(Records from a collection)
+++

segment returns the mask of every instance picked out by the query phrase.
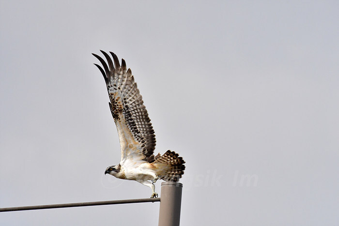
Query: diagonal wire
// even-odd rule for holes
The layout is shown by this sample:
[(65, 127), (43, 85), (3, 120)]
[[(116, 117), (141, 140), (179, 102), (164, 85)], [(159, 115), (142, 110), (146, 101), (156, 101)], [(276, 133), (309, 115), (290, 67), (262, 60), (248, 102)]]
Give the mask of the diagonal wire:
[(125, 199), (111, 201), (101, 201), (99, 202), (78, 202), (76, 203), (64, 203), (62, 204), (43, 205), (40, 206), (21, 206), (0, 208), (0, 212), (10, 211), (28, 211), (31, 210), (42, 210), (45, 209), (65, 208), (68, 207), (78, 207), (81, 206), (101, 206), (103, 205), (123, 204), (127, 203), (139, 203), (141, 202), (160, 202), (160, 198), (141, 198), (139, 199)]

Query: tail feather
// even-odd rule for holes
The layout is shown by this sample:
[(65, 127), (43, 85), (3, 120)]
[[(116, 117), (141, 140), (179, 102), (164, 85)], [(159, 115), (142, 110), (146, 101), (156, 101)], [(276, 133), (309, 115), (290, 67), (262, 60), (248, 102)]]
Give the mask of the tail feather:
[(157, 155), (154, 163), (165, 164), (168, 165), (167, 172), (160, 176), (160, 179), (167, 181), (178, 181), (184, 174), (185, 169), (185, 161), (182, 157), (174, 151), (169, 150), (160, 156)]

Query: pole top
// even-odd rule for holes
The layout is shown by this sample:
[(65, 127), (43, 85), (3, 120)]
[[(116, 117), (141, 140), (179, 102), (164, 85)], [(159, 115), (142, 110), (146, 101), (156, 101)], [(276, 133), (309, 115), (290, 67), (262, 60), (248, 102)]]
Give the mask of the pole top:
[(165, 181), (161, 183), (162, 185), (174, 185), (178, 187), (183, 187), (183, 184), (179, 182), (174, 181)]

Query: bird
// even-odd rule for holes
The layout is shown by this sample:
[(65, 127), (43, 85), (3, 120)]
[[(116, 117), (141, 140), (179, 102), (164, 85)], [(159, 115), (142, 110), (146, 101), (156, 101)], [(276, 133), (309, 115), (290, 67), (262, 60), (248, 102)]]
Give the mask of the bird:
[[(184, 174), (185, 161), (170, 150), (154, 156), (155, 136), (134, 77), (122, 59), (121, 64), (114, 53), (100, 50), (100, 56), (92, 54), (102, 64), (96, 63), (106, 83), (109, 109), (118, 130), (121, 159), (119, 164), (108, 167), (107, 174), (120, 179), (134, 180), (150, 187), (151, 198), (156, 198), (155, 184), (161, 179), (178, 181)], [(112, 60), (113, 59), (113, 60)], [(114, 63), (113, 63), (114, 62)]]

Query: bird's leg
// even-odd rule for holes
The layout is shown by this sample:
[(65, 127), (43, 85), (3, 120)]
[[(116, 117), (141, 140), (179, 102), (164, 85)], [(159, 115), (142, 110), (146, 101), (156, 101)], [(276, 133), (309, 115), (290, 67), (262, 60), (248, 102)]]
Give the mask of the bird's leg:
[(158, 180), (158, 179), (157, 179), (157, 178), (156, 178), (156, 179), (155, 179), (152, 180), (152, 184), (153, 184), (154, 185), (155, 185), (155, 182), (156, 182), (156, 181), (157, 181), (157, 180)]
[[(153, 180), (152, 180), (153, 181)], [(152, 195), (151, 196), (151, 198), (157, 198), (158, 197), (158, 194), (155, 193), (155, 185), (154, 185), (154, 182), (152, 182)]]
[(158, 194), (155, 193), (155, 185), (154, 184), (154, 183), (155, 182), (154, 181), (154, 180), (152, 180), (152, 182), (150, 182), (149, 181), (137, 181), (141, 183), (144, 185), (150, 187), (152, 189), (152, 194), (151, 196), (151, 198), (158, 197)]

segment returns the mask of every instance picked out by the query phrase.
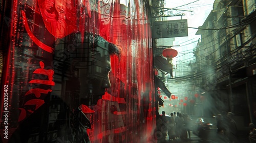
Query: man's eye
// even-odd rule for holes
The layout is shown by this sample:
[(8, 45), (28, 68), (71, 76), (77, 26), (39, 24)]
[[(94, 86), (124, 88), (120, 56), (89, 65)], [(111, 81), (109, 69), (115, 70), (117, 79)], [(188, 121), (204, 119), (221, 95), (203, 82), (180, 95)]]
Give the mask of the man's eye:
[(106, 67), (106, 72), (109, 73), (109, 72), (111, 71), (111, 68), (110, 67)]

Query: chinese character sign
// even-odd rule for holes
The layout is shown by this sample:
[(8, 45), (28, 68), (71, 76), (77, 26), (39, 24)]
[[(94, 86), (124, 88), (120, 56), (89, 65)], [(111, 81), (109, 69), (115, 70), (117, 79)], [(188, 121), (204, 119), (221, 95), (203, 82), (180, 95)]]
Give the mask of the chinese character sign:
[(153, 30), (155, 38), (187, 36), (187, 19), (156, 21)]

+++

WHAT THE TASK ASKS:
Rewrite all of the items with "Give the mask of" changed to "Output the outline of" everywhere it occurs and all other text left as it is. Omit the pictures.

ANSWER TO THE PROBLEM:
segment returns the mask of every instance picked out by the query phrase.
Query: diagonal wire
// even-odd rule for holes
The layout is shown by this sample:
[(65, 127), (43, 85), (3, 120)]
[[(116, 117), (141, 140), (179, 102), (164, 85)], [(159, 115), (142, 110), (146, 101), (156, 101)], [(276, 133), (309, 115), (290, 67), (262, 60), (248, 102)]]
Output the outline of the diagonal wire:
[(125, 199), (111, 201), (101, 201), (99, 202), (78, 202), (76, 203), (64, 203), (62, 204), (43, 205), (40, 206), (21, 206), (0, 208), (0, 212), (10, 211), (28, 211), (31, 210), (42, 210), (45, 209), (65, 208), (68, 207), (78, 207), (81, 206), (101, 206), (103, 205), (123, 204), (127, 203), (139, 203), (141, 202), (160, 202), (160, 198), (141, 198), (139, 199)]

Query: tail feather
// even-odd rule for holes
The layout is shown by this sample:
[(65, 127), (43, 85), (3, 120)]
[[(116, 117), (141, 140), (179, 102), (164, 85)], [(159, 115), (142, 110), (146, 101), (156, 101)], [(276, 133), (309, 115), (290, 67), (262, 60), (248, 102)]]
Output the outline of the tail feather:
[(157, 155), (154, 163), (165, 164), (168, 165), (167, 172), (160, 176), (160, 179), (167, 181), (178, 181), (184, 174), (185, 169), (185, 161), (182, 157), (174, 151), (169, 150), (160, 156)]

Query: pole top
// even-odd rule for holes
The layout is shown by this sample:
[(65, 127), (43, 85), (3, 120)]
[[(116, 117), (141, 140), (179, 102), (164, 85)], [(159, 115), (142, 110), (146, 101), (156, 101)], [(276, 133), (309, 115), (290, 67), (262, 60), (248, 102)]]
Output the outline of the pole top:
[(165, 181), (161, 183), (162, 185), (174, 185), (178, 187), (183, 187), (183, 184), (179, 182), (174, 181)]

Query: bird
// even-odd rule for holes
The layout is shown by this sample:
[(65, 127), (43, 85), (3, 120)]
[[(116, 117), (141, 140), (179, 102), (164, 85)], [(159, 115), (142, 110), (146, 101), (156, 101)], [(276, 133), (309, 115), (290, 67), (262, 60), (248, 102)]]
Output the outline of the bird:
[[(184, 174), (185, 161), (170, 150), (154, 156), (155, 136), (134, 77), (122, 59), (121, 64), (114, 53), (100, 50), (100, 56), (92, 54), (102, 64), (96, 63), (106, 83), (109, 109), (118, 130), (121, 159), (119, 164), (108, 167), (107, 174), (120, 179), (134, 180), (150, 187), (151, 198), (156, 198), (155, 184), (161, 179), (178, 181)], [(112, 60), (113, 59), (113, 60)], [(114, 63), (113, 63), (114, 62)]]

Query: bird's leg
// even-odd rule for holes
The layout is shown by this sample:
[(65, 127), (43, 85), (3, 120)]
[[(116, 117), (141, 140), (179, 102), (164, 85)], [(159, 115), (142, 110), (146, 101), (156, 101)], [(276, 133), (309, 115), (290, 67), (262, 60), (248, 102)]]
Output the outline of the bird's leg:
[(158, 180), (158, 179), (157, 179), (157, 178), (156, 178), (156, 179), (155, 179), (152, 180), (152, 184), (153, 184), (154, 185), (155, 185), (155, 182), (156, 182), (156, 181), (157, 181), (157, 180)]
[[(153, 180), (152, 180), (153, 181)], [(152, 195), (151, 196), (151, 198), (157, 198), (158, 197), (158, 194), (155, 193), (155, 185), (154, 185), (154, 182), (152, 182)]]
[(158, 194), (155, 193), (155, 185), (154, 184), (154, 183), (155, 182), (154, 181), (154, 180), (152, 180), (152, 182), (150, 182), (149, 181), (137, 181), (141, 183), (144, 185), (150, 187), (152, 189), (152, 194), (151, 196), (151, 198), (158, 197)]

segment returns the mask of every instance picked out by the query phrase.
Query: man's eye
// even-odd rule for holes
The layout is shown by this sample:
[(8, 45), (28, 68), (71, 76), (77, 26), (39, 24)]
[[(94, 86), (124, 88), (120, 56), (89, 65)], [(111, 81), (109, 69), (115, 70), (117, 79)], [(188, 121), (204, 119), (221, 95), (203, 82), (180, 95)]]
Output the outline of the man's eye:
[(106, 67), (106, 72), (109, 73), (109, 72), (111, 71), (111, 68), (110, 67)]

Query: chinese character sign
// even-odd rule for holes
The layout is shown by this sample:
[(8, 45), (28, 68), (71, 76), (77, 26), (39, 24)]
[[(94, 86), (124, 88), (120, 56), (89, 65)], [(111, 81), (109, 69), (115, 70), (117, 79)], [(188, 121), (204, 119), (221, 95), (203, 82), (180, 95)]]
Output the outline of the chinese character sign:
[(153, 30), (155, 38), (187, 36), (187, 19), (156, 21)]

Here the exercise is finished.